**Supplied records**
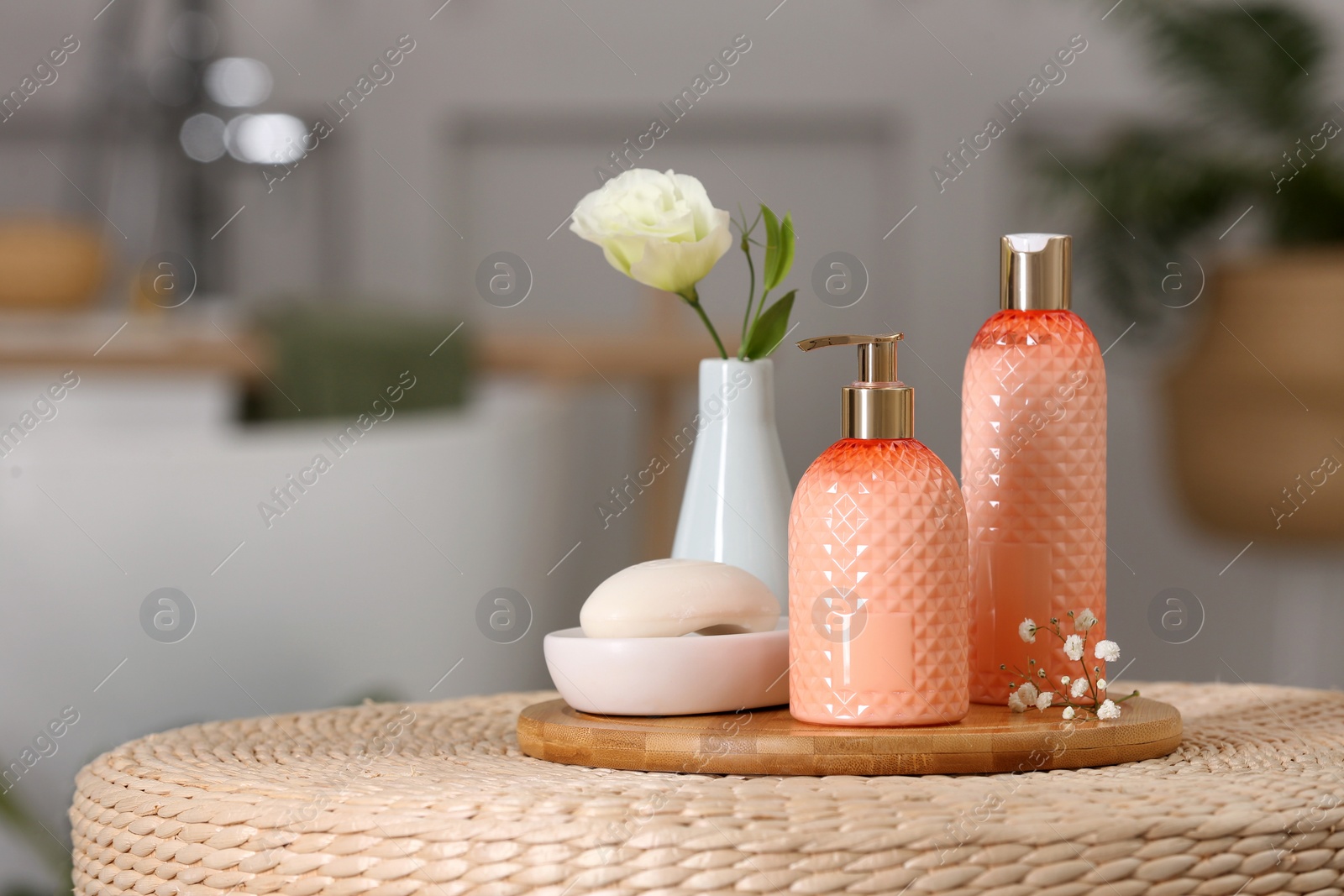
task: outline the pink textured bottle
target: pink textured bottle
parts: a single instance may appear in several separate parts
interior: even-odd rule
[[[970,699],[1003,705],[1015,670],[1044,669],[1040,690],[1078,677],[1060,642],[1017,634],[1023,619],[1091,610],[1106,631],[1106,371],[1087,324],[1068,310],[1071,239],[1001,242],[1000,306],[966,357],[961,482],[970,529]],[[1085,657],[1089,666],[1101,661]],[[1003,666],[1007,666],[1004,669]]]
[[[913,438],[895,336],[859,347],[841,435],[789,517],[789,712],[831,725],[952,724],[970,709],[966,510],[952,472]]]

--

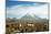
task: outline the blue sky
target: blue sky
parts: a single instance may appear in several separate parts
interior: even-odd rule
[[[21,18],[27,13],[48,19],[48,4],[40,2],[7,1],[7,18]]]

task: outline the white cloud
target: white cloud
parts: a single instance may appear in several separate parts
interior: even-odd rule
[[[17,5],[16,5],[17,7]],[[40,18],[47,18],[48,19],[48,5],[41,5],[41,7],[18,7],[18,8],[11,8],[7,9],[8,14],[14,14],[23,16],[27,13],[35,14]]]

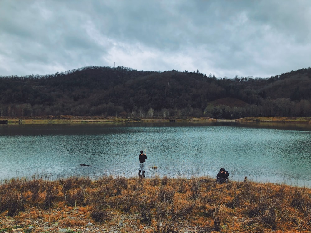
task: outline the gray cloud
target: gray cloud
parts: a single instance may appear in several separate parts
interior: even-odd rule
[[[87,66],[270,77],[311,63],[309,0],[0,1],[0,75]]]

**What you are asked to do**
Which lines in the rows above contain the string "textured"? Show each of those lines in full.

**Written solution**
task: outline the pink textured bottle
target: pink textured bottle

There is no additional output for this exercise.